Barbara Kiser reviews five of the week's best science picks.
Revolutionary Science: Transformation and Turmoil in the Age of the Guillotine
In 1789, as the French Revolution blew the Ancien Régime to smithereens, Paris seethed with scientific geniuses. Many were later guillotined — including the 'father of modern chemistry', Antoine Lavoisier. But, as geneticist Steve Jones reminds us in this sparkling scientific history, they and those who survived (such as astronomer Joseph-Louis Lagrange) laid down a legacy spanning discoveries from the metric system to nitrogenous fertilizer. A fine homage to the evolution of game-changing science, born in the City of Light.
Fed up with men from Mars and women from Venus? In this witty corrective, psychologist Cordelia Fine examines the fraying “biological big picture” of sexual selection, and corrals findings in evolutionary science, neuroscience and endocrinology to add nuance to it. As she demonstrates, the genetic and hormonal components of sex 'collaborate' in complex ways with societal aspects of the developmental system, such as education. Gendered marketing, men-only expert panels and other sexist norms may seem trivial, but their cumulative impact is ultimately damaging.

───

Work to complete »
A. In the book reviews, what reason does the review of Revolutionary Science give for why the scientists of revolutionary Paris matter?
B. Carry the book reviews on from the sentence ending "is ultimately damaging."

───

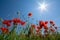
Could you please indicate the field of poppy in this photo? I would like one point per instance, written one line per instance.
(31, 32)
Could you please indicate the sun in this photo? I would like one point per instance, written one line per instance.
(42, 6)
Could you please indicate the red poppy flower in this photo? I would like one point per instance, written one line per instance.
(33, 25)
(45, 30)
(38, 27)
(46, 22)
(37, 31)
(31, 30)
(7, 22)
(55, 27)
(16, 20)
(52, 23)
(41, 23)
(52, 30)
(29, 14)
(22, 23)
(4, 30)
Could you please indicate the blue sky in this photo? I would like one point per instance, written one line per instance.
(9, 8)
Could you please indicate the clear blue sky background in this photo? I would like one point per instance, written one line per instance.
(9, 8)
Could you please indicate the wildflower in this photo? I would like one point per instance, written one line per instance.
(7, 22)
(22, 23)
(37, 30)
(38, 27)
(52, 30)
(16, 20)
(29, 14)
(33, 25)
(52, 23)
(46, 22)
(55, 27)
(31, 30)
(4, 30)
(45, 30)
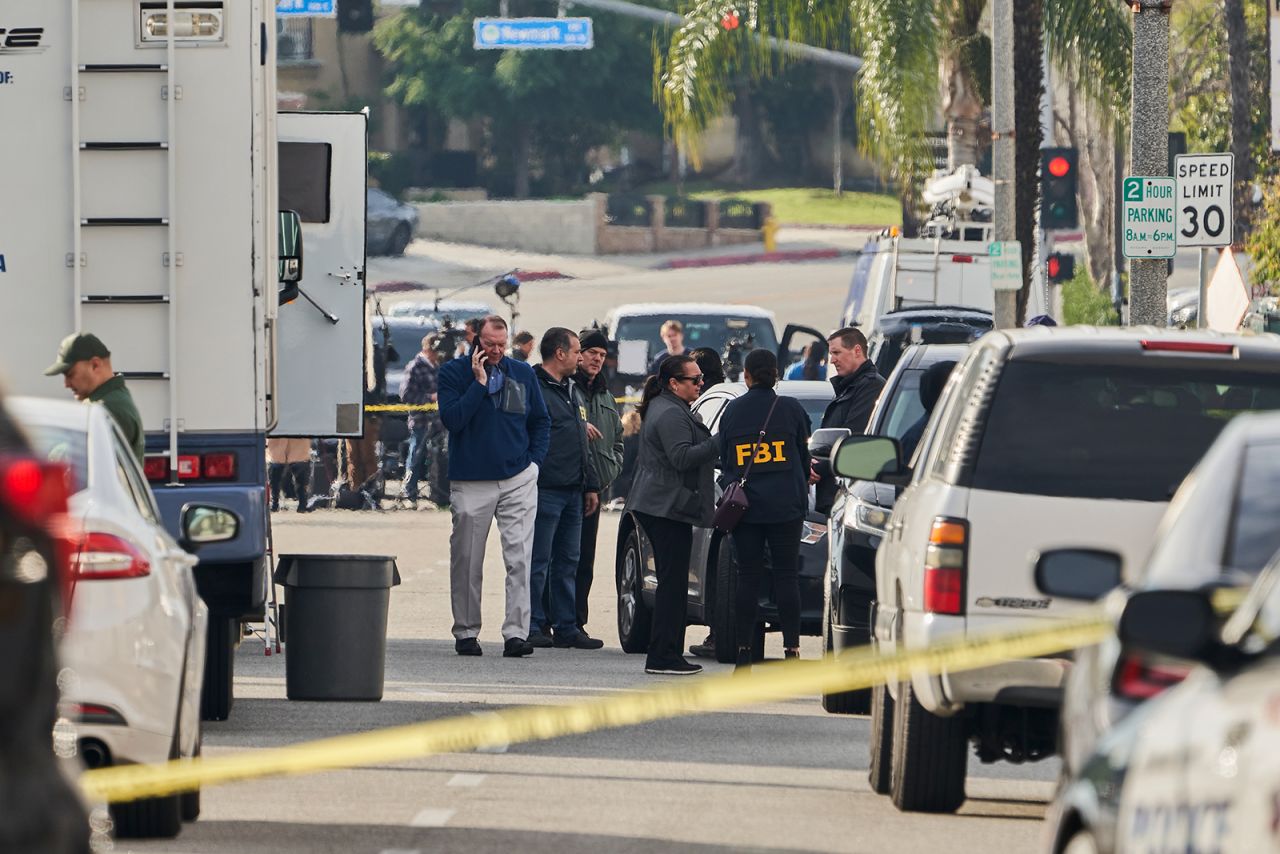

───

Answers for the tasks »
A. They laid down a legacy spanning discoveries from the metric system to nitrogenous fertilizer. This includes both those who were guillotined, such as Antoine Lavoisier, and those who survived, such as Joseph-Louis Lagrange.

B.
Few collecting trips can be as claustrophobia-inducing as Tullis Onstott's. The geomicrobiologist's “subterranean safaris” can see him plunging more than 3,000 metres below ground to hunt extremophiles — microbes adapted to extreme conditions, which could offer insight into life on Mars. Onstott's dense account of feats in South African mineshafts and Canadian ice caves is leavened by a vast enthusiasm for the biotic fringe. You're swept along, whether he's describing the “Death-o-Meter” (a gauge of microbial activity) or probing SLiMES (subsurface lithoautotrophic microbial ecosystems).
As a philosopher of science and dedicated scuba diver, Peter Godfrey-Smith is gripped by cephalopods, “an island of mental complexity” in an invertebrate sea. In this insightful study, he weaves their evolutionary history through recent research, his own tales of encounters in the wild and accounts of the idiosyncratic behaviour of lab octopuses, such as drenching visitors in jets of water. From protean bodies to distributed brains, their wondrous otherness leads Godfrey-Smith into fascinating speculations on the alien mind.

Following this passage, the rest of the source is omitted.